■ **ABOUT THIS TASK**
From the entries below, return every line that includes the word "minivan".

Natural-language object grounding data
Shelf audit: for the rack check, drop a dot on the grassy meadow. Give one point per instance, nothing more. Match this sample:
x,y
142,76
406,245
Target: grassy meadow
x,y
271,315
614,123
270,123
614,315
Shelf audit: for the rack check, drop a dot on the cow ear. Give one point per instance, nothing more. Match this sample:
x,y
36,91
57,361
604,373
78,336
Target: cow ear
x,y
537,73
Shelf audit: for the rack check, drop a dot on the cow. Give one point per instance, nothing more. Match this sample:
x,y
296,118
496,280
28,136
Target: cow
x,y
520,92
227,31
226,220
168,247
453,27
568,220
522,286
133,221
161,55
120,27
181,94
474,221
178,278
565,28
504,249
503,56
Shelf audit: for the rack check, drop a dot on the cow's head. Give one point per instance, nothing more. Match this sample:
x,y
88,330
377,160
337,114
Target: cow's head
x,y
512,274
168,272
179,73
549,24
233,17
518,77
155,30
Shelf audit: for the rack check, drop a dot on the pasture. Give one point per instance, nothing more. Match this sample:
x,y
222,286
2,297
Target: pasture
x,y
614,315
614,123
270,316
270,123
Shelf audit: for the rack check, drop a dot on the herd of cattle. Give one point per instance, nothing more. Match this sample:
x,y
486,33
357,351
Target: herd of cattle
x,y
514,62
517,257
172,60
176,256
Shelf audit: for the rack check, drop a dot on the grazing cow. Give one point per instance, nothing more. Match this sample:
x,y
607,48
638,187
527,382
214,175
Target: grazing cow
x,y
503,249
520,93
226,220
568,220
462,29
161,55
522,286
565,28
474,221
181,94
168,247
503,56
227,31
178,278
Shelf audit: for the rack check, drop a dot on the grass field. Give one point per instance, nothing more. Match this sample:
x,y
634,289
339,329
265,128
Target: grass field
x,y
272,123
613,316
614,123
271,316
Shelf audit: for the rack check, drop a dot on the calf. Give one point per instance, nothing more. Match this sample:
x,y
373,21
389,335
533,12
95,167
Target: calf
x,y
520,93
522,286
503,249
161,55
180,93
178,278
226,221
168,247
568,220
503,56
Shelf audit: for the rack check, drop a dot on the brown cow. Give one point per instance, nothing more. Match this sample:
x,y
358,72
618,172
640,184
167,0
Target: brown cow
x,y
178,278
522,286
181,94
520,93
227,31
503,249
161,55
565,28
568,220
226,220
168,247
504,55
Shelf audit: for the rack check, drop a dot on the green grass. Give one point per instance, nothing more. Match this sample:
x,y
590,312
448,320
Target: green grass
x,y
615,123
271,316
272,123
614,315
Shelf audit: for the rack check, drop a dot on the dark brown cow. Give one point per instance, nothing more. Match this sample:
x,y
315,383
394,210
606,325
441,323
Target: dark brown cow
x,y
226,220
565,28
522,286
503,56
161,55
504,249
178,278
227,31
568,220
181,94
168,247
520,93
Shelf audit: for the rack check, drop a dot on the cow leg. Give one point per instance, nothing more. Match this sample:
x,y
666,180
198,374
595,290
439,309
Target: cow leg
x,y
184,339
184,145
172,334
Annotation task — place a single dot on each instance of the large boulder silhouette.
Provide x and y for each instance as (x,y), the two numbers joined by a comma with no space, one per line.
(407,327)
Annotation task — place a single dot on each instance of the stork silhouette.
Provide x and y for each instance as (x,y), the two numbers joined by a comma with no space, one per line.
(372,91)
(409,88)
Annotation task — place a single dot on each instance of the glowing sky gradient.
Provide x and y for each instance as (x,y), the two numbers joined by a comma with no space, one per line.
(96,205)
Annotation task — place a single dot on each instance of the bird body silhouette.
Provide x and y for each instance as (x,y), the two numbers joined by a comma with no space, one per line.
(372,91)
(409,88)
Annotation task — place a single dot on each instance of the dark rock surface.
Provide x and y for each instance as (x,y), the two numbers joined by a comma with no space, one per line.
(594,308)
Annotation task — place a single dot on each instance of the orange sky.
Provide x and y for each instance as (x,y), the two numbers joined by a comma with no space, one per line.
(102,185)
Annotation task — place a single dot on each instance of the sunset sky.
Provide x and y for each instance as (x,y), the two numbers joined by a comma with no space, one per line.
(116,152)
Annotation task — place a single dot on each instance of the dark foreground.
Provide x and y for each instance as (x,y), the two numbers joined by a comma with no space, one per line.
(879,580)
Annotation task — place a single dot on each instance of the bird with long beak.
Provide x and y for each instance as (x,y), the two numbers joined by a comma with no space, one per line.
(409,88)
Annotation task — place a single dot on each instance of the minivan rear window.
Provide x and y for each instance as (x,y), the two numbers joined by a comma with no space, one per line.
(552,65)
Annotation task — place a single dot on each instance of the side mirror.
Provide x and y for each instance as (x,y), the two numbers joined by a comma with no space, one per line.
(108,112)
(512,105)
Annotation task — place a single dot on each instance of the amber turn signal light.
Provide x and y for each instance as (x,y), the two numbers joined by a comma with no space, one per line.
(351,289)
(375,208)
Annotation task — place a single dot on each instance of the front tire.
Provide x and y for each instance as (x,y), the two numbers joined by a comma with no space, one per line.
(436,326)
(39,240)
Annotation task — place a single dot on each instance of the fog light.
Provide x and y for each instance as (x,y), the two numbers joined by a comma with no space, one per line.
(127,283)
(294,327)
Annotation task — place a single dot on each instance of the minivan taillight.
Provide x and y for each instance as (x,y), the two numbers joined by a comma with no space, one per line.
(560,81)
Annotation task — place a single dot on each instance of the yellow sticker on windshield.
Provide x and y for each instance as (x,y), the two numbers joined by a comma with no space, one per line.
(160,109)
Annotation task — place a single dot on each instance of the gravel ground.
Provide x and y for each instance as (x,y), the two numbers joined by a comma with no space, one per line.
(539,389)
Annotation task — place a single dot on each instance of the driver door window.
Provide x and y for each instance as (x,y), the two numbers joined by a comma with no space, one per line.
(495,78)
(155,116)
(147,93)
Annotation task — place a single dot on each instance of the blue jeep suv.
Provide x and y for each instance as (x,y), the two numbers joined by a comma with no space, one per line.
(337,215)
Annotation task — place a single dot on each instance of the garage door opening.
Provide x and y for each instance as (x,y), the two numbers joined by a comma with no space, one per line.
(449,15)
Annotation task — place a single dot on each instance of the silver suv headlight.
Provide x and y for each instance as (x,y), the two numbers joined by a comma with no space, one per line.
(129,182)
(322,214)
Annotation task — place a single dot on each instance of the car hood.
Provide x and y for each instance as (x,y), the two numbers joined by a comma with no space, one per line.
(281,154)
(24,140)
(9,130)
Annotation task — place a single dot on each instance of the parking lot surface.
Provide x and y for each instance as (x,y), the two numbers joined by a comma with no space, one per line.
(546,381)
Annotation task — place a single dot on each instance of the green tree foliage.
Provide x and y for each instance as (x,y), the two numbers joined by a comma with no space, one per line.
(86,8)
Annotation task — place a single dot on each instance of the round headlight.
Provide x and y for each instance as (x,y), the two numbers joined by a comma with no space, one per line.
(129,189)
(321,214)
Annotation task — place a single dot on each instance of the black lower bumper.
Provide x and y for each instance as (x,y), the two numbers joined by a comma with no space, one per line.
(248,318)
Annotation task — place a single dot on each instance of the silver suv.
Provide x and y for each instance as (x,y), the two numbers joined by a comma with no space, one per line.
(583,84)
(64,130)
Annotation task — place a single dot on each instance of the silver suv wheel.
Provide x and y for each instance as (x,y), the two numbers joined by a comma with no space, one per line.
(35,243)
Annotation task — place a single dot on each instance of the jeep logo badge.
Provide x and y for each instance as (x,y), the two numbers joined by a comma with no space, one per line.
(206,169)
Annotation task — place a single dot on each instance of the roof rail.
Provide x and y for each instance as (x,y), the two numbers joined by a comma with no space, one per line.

■ **RESPONSE TO THIS EXERCISE**
Annotation task — place a single dot on each instance of the minivan rear window.
Annotation task — place a single dot on each instance of the minivan taillight.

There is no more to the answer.